### STATED TASK A
Answer these questions about the trip report, one answer per line, marked (i), (ii), (iii):
(i) Not counting Jennae and Betti, how many people were in the ABD group?
(ii) Why was the group unable to enter St. Vitus Cathedral?
(iii) What kind of tournaments did Vladislav Hall host?
### STATED TASK B
Reproduce the trip report word for word, beginning at the words "Today marked the" and stopping after the words "Jennae and Betti.".

### QUOTED PASSAGE
□ □ □ □ □

Trip Report: July 5, 2014 Central Europe ABD (Austria, Germany & The Czech Republic)

Today marked the first full day of the ABD. Don’t quote me on this, but I think the meeting time to start the day’s activities was 8am. I forgot to mention in yesterday’s post that we had 42 in our ABD group, plus Jennae and Betti.

We started the day at Prague Castle with our local guide, Katarina. We took a bus (or should I use the European term “coach”?) from the Marriott up to the Prague Castle complex. Katarina took us through a different entrance gate than we had used when we visited Prague Castle on our own, so we appreciated the opportunity to get an additional perspective. There was a bit of a wait while tickets were purchased, etc. but it afforded an opportunity for photos and more getting to know you amongst the adventurers. We first visited the courtyard across from St. Vitus Cathedral. As most know by now, we weren’t able to enter St. Vitus because it was Sunday and a private mass was being conducted. After St. Vitus, Katarina led us into the Old Royal Palace where we saw the Vladislav Hall (the great hall that hosted indoor jousting tournaments, among other events). After the succession of the Habsburgs to the Bohemian throne, the interiors of the Old Royal Palace were used for coronation festivities, among other uses. Katarina also took us to the room upstairs where the Defenestration of Prague occurred. Again, no photos in the Old Royal Palace. After exiting the Old Royal Palace, folks had an opportunity to take a peek at St. George’s Basilica, and then we moved on to Golden Lane where there was maybe a half hour of free time. Just to refresh, Golden Lane is the lane of colorful cottages that houses the armory exhibit, some exhibits and shops and the torture chamber. Since we had visited Golden Lane previously, I used the free time to poke into a few of the shops and to visit the torture chamber near the exit of Golden Lane that I had not seen on our prior visit.

□ □ □ □ □

### SUPPLIED INFORMATION
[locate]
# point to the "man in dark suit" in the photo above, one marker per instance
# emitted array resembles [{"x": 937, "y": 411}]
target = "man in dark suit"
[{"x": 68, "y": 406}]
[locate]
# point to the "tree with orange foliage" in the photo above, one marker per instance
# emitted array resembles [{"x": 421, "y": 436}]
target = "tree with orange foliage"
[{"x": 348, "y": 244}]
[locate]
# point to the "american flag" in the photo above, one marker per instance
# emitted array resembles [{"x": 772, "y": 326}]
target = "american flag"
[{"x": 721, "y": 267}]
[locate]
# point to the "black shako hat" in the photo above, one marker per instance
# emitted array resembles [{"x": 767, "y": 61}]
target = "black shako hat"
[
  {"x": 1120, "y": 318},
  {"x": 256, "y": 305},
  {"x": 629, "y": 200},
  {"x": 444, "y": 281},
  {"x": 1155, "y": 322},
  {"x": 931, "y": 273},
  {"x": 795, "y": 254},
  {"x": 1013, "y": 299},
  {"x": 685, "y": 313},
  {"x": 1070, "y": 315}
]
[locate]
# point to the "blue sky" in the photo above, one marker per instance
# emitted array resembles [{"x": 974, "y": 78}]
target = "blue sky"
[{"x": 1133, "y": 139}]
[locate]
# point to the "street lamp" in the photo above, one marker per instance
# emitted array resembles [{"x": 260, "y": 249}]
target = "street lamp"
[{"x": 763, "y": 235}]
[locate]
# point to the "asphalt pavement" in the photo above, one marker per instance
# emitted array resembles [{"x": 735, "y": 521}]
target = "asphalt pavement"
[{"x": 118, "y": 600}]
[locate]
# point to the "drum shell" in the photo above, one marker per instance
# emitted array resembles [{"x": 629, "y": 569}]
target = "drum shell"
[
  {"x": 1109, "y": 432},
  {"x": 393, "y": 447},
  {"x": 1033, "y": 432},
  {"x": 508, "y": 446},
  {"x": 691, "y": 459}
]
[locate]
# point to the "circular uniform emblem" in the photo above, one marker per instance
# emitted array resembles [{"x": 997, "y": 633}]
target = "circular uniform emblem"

□ □ □ □ □

### EXERCISE RESULT A
(i) 42
(ii) It was Sunday, and a private mass was being conducted.
(iii) Indoor jousting tournaments

### EXERCISE RESULT B
Today marked the first full day of the ABD. Don’t quote me on this, but I think the meeting time to start the day’s activities was 8am. I forgot to mention in yesterday’s post that we had 42 in our ABD group, plus Jennae and Betti.